◆ **DATA LISTING**:
☆ ☆ ☆

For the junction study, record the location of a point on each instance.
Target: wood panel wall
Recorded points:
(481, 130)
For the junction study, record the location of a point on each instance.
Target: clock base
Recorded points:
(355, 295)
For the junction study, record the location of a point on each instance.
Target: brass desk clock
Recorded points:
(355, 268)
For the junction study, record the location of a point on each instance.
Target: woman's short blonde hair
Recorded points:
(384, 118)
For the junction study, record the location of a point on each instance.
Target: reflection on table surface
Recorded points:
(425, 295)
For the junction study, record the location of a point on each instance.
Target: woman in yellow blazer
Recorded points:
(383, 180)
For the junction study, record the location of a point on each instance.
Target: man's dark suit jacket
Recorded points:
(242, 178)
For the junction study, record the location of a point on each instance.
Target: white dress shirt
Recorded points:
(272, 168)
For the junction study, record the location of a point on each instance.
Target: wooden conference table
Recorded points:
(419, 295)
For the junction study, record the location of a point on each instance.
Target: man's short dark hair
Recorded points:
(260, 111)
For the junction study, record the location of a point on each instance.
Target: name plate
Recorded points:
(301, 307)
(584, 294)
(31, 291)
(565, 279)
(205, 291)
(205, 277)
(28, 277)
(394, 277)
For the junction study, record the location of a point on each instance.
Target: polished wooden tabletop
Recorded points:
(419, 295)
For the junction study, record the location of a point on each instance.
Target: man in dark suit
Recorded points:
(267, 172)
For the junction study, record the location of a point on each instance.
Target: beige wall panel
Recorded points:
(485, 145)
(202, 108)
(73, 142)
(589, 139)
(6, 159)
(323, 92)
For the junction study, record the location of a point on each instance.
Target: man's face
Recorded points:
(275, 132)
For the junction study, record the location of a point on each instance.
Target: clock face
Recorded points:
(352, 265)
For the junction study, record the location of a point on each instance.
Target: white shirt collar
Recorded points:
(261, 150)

☆ ☆ ☆

◆ **EXERCISE REQUIREMENTS**: Which lines of the data include the string "suit"? Copy each of them.

◆ **RESULT**:
Target: man's dark suit jacket
Target: man in dark suit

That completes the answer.